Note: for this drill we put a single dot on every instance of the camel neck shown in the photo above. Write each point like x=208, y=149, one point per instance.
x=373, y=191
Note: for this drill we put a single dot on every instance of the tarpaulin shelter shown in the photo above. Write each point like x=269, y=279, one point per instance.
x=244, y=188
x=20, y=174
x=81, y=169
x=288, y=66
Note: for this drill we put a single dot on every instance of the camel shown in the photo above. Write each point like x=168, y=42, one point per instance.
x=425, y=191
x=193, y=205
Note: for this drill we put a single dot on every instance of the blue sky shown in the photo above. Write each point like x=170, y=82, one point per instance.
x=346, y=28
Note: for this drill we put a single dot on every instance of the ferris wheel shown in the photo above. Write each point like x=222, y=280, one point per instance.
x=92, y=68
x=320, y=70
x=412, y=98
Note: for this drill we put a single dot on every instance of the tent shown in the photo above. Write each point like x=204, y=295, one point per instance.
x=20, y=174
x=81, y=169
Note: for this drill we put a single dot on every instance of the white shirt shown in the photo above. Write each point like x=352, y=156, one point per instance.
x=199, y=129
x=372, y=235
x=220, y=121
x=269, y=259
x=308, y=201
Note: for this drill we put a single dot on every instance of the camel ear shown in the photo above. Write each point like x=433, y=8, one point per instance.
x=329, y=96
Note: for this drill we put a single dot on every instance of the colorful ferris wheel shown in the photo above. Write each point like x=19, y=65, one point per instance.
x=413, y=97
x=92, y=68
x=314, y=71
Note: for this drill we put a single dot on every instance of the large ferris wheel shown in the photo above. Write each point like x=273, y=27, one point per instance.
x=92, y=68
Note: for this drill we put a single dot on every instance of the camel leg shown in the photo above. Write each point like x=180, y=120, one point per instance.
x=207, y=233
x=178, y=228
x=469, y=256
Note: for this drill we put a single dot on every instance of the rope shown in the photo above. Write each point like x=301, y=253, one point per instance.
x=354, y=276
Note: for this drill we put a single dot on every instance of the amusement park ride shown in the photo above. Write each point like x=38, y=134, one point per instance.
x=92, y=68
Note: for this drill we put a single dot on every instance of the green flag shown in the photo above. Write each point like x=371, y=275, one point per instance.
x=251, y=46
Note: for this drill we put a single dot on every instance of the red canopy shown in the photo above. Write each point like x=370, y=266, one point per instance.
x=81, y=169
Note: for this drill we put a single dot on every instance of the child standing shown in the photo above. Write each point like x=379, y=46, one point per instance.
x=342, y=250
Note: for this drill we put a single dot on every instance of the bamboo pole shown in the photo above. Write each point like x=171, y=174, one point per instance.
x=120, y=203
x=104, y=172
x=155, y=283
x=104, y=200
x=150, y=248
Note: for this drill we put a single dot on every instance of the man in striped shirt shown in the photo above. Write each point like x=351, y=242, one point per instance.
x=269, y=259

• **Task**: Every entry shown above is to be written out exactly.

• **Written solution**:
Note: for this drill we put a single dot on every instance of the camel neck shown in the photo above. Write each point like x=208, y=149, one point per instance.
x=373, y=191
Note: for this drill we put a single dot on every instance of the tarpaulin shelter shown in the photo above. Write each point like x=269, y=279, one point per instance.
x=244, y=188
x=20, y=174
x=81, y=169
x=288, y=66
Note: for this drill we put a single dot on every instance of the camel shown in the photo above. Write each point like x=168, y=42, one point per instance.
x=425, y=191
x=193, y=205
Note: for this drill we put a single dot on every instance of the blue sky shown in the photo above. Write each point like x=170, y=82, one point per instance.
x=346, y=28
Note: for this drill we put a single dot on every instance of the ferris wheel shown in the photo above. Write each point like x=222, y=280, one point per instance.
x=92, y=68
x=320, y=70
x=412, y=98
Note: for this drill we put a single dot on every instance of the tent shown in the photo above. Write each point like x=204, y=295, one point per instance.
x=20, y=174
x=81, y=169
Note: for this drill we put a single dot on every instance of the white shirt shown in the photo above. Write each point like x=352, y=156, one point per instance.
x=199, y=129
x=372, y=235
x=220, y=121
x=269, y=259
x=308, y=201
Note: for this drill we put a single dot on every instance of the camel ear shown in the photo above. Write each point like x=433, y=8, one point per instance.
x=329, y=96
Note: for this drill we put a single dot on every instance of the colorful ferris wheel shown in the photo above. Write each point like x=19, y=65, one point per instance.
x=413, y=97
x=92, y=68
x=314, y=71
Note: for this drill we put a single dot on every instance of the large ferris wheel shown in the photo above. Write each point like x=273, y=27, one point per instance.
x=92, y=68
Note: for this drill we put a single dot on every instance of the camel leg shown in the photo above. Write each point like x=180, y=120, one point per instance.
x=207, y=233
x=178, y=228
x=469, y=256
Note: for this drill we put a single dot on every instance of the rope shown in the photo above. Write each point like x=301, y=253, one point per instance.
x=354, y=276
Note: for this drill we put a single dot on every instance of the amusement park ride shown in the photo above. Write each point like x=38, y=134, one point per instance.
x=92, y=68
Note: for this drill we put a single dot on every instance of the green flag shown in the photo above. Write each point like x=371, y=275, one point per instance.
x=251, y=46
Note: for this drill we put a single dot on every instance of the red canopy shown in the photo above. Write each point like x=370, y=266, one point per instance.
x=81, y=169
Note: for this drill we put a single dot on every instance of the child standing shown in the photo above. Write each point like x=379, y=46, one point per instance.
x=342, y=250
Note: for this drill we put a single dot on every instance of the bamboo pole shown in the photo above. Write each point like x=171, y=174, one point per instance.
x=120, y=203
x=104, y=172
x=155, y=283
x=104, y=200
x=150, y=248
Note: for this drill we put a single dot on every instance of the man in striped shirt shown in the photo above. Write each point like x=351, y=242, one point per instance.
x=269, y=259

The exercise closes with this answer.